● **Task goal**
In this material, which lines include the string "dark"? Show them.

┌─ Source material

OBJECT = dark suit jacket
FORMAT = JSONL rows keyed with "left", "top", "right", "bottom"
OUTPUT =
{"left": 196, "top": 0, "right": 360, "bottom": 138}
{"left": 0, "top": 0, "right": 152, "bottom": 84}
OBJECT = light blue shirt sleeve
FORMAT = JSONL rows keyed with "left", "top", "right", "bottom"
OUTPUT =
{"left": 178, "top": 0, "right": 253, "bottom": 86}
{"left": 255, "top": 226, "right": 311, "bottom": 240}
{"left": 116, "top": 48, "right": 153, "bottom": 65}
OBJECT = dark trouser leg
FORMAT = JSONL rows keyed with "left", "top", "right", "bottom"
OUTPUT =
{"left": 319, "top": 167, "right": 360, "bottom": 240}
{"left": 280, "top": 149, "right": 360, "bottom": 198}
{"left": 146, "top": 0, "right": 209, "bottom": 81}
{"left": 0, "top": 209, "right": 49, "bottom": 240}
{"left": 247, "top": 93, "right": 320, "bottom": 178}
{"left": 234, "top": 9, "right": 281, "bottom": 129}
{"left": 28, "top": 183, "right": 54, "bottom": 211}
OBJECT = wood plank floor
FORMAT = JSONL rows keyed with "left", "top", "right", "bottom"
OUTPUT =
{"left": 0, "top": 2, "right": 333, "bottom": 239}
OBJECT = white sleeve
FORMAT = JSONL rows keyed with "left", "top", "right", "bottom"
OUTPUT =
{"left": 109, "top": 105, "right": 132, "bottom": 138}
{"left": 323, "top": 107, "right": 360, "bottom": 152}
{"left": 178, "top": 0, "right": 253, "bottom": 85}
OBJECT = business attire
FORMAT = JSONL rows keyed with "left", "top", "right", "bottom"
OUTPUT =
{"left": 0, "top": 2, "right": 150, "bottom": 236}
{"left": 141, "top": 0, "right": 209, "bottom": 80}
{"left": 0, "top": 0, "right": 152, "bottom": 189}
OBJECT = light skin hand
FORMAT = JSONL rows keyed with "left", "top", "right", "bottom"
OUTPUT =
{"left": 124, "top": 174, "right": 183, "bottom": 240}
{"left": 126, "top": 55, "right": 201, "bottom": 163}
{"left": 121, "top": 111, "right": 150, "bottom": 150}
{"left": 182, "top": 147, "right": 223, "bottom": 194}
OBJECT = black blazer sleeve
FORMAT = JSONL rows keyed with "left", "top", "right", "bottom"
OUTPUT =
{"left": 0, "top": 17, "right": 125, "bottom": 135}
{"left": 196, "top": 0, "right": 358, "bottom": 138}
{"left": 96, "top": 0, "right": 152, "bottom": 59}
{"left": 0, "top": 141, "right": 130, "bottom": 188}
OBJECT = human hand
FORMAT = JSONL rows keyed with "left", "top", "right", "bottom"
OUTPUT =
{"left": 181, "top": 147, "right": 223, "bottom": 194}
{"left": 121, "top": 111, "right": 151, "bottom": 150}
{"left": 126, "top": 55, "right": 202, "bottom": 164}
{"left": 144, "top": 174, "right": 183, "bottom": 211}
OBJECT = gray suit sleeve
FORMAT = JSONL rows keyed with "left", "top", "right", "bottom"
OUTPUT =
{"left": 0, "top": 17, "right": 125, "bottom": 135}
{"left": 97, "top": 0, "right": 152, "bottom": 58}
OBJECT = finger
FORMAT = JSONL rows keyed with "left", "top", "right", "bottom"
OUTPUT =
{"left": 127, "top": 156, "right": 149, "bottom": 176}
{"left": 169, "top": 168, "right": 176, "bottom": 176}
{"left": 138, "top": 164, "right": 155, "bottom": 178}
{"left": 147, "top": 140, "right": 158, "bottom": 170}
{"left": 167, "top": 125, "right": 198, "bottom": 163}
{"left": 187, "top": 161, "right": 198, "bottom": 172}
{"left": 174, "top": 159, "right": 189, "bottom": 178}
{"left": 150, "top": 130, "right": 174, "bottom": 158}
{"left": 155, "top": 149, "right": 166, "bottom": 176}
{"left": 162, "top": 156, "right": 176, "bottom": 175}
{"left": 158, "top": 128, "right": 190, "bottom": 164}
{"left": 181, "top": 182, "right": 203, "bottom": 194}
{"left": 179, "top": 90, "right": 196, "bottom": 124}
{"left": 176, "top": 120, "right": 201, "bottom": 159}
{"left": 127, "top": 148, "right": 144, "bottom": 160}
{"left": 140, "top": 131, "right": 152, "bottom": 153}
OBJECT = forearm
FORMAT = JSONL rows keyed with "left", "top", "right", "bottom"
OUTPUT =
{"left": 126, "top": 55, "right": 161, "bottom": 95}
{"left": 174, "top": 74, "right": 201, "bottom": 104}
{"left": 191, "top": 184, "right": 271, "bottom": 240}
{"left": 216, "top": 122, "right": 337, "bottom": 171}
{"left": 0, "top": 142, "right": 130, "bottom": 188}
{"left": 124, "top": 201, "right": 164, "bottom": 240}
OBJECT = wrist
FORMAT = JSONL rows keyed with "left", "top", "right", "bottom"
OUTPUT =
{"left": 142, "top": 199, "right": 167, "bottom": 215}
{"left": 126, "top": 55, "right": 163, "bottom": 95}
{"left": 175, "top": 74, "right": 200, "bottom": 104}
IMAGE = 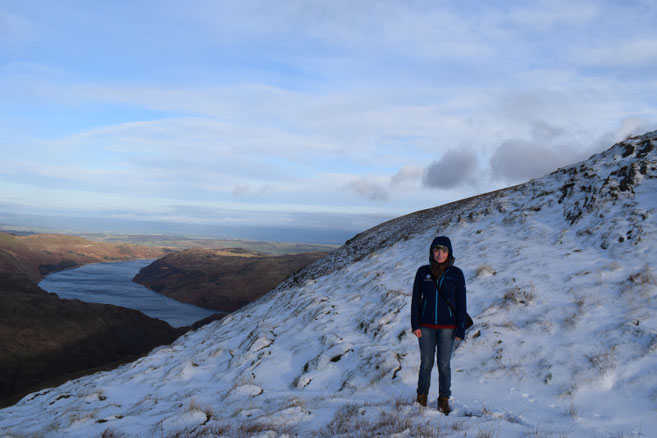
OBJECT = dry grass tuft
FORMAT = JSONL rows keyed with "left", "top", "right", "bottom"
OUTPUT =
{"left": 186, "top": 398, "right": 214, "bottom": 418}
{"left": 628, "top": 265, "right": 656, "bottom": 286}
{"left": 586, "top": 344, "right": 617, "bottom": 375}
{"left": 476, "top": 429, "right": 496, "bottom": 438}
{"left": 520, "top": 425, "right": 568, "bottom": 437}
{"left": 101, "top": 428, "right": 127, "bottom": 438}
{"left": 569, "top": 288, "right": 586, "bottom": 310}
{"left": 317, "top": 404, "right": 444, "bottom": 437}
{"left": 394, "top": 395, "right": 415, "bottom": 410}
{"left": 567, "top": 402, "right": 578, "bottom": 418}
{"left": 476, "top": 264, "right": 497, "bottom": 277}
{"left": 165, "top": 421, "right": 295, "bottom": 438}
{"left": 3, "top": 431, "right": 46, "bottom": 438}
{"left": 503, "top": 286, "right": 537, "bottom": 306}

└─

● **Result of the task**
OBJECT = dark suit jacket
OBJECT = dark trouser leg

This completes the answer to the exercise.